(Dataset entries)
+--

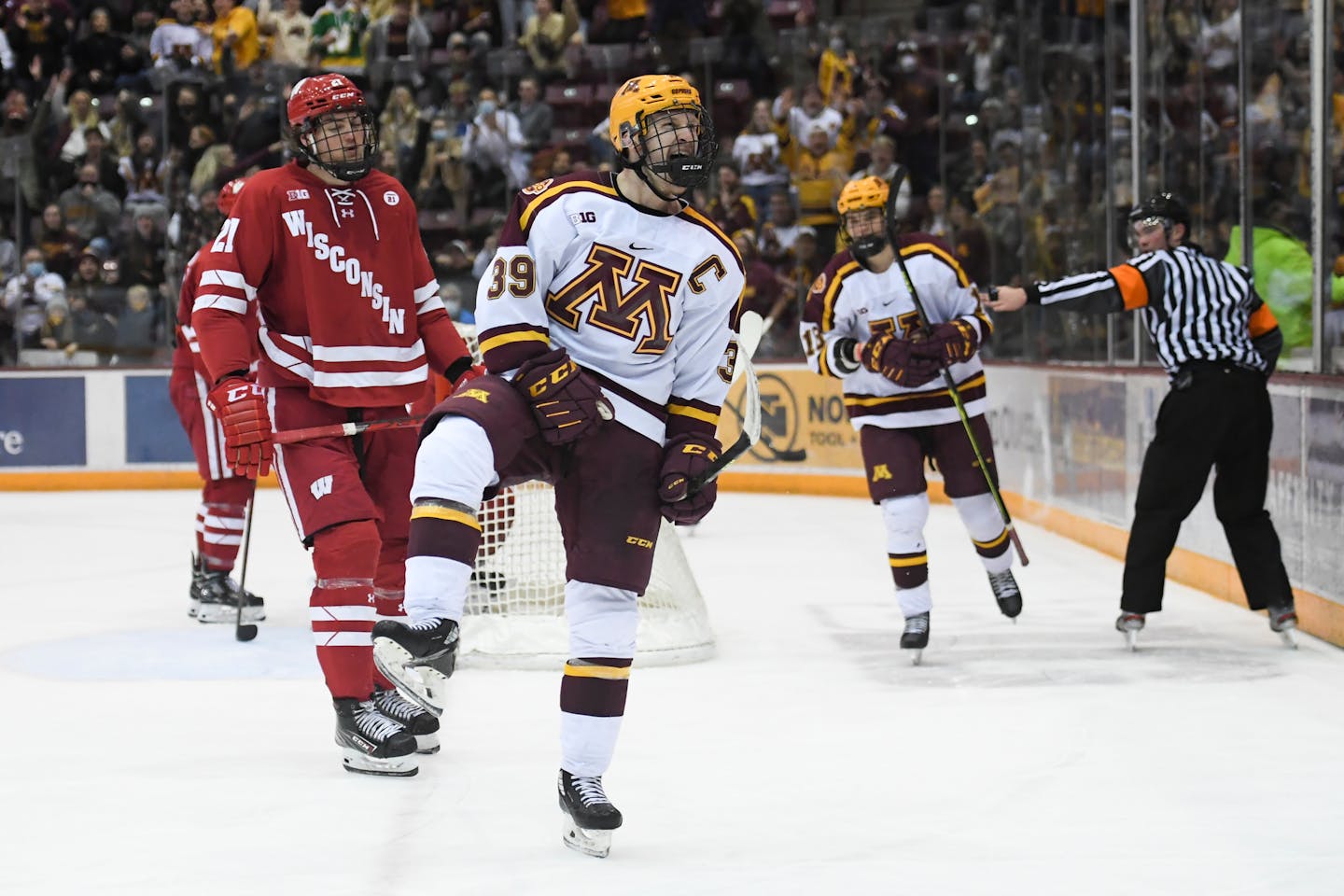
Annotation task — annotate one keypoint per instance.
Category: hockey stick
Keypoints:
(335, 430)
(245, 632)
(749, 336)
(946, 373)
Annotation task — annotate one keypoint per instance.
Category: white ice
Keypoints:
(147, 754)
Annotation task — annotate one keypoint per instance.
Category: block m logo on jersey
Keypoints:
(341, 262)
(620, 309)
(320, 488)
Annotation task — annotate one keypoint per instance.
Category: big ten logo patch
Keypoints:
(350, 266)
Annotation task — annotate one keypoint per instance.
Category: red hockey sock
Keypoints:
(342, 606)
(219, 522)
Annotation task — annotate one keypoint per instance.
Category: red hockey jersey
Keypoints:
(347, 300)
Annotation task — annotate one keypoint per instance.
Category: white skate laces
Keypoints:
(590, 791)
(372, 723)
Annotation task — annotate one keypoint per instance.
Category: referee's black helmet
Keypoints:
(1167, 207)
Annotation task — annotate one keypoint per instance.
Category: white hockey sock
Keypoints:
(904, 519)
(984, 525)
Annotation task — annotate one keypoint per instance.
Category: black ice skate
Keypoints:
(372, 743)
(214, 596)
(418, 658)
(916, 637)
(589, 816)
(1007, 593)
(1129, 624)
(410, 716)
(1282, 620)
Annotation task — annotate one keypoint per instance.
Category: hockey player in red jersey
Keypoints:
(223, 500)
(326, 251)
(605, 321)
(861, 326)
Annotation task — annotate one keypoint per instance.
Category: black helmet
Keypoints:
(1161, 205)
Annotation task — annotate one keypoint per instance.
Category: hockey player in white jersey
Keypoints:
(607, 323)
(861, 327)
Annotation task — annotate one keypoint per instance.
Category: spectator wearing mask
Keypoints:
(27, 296)
(495, 149)
(88, 208)
(58, 244)
(534, 116)
(137, 328)
(91, 282)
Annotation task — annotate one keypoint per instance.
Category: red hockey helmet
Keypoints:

+--

Aim of the task:
Whichever lines of the data include the word "jersey", pull them out.

Output for this task:
Category: block m logo on jersey
Category: red hockey jersey
Category: hockey player in red jersey
Category: hockey player in white jersey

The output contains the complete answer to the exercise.